*Task goal*
Print the lines in the items below word for word, from the line with "category is chapel." to the line with "[290,36,402,356]", both of those lines included.

Rows from the dataset:
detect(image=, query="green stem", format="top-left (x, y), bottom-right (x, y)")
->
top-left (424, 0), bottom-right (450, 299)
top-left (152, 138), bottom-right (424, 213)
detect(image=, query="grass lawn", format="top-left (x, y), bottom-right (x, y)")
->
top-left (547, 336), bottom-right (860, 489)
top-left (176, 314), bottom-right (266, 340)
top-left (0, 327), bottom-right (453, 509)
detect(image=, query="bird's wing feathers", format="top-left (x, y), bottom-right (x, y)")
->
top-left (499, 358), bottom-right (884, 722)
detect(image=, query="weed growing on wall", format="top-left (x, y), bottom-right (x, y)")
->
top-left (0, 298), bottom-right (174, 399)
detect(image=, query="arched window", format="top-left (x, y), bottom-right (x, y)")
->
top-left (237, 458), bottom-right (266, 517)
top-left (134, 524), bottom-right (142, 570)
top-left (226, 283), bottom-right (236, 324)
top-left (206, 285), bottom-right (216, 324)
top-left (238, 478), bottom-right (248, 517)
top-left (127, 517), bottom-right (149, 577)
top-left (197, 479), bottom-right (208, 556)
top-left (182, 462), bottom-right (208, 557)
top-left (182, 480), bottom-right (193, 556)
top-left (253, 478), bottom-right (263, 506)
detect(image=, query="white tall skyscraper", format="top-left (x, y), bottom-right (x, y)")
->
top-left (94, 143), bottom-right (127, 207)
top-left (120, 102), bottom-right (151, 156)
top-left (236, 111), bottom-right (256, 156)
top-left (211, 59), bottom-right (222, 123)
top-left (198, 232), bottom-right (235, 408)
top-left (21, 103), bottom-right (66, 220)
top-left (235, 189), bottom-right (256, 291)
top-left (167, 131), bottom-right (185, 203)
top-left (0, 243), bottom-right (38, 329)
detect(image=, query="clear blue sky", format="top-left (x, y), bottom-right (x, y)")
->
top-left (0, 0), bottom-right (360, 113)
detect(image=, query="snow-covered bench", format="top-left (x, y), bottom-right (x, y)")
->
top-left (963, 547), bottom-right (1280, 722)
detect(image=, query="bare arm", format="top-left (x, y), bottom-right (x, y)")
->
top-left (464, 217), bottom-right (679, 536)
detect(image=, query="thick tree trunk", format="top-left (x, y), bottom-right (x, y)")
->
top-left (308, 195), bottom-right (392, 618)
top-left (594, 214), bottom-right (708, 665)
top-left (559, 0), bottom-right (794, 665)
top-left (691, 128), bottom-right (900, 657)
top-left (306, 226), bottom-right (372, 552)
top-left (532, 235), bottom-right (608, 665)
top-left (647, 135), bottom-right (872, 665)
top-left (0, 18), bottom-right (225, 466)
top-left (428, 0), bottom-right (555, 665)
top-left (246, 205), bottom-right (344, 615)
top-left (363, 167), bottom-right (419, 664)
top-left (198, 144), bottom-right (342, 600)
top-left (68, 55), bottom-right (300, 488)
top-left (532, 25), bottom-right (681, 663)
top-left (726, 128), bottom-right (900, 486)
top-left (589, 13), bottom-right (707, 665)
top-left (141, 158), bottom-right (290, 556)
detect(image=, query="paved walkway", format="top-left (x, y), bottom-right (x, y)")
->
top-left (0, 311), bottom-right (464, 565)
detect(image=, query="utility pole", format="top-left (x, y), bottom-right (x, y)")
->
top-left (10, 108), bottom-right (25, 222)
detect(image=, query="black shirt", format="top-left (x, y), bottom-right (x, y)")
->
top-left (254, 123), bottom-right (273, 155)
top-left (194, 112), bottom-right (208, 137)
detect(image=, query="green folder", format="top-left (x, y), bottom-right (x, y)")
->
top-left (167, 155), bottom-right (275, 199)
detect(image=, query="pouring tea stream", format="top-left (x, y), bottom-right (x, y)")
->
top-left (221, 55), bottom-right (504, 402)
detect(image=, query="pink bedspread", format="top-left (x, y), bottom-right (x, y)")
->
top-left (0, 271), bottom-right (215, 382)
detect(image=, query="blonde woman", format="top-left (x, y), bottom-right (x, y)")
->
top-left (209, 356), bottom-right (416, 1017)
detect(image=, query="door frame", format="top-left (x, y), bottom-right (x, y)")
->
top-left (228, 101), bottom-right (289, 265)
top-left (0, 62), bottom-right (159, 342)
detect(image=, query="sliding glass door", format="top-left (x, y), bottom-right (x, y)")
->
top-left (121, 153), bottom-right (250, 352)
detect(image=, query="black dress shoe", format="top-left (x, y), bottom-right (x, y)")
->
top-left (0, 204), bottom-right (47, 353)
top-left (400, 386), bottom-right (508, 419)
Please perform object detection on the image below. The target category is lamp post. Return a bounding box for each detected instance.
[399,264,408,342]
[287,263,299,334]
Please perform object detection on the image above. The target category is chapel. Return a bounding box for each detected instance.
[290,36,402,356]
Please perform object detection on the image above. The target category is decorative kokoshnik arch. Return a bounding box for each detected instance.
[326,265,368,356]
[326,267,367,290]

*Response to this exercise*
Please perform object detection on the image above. The target category is chapel. Return a bounding box for each detected instance.
[290,36,402,356]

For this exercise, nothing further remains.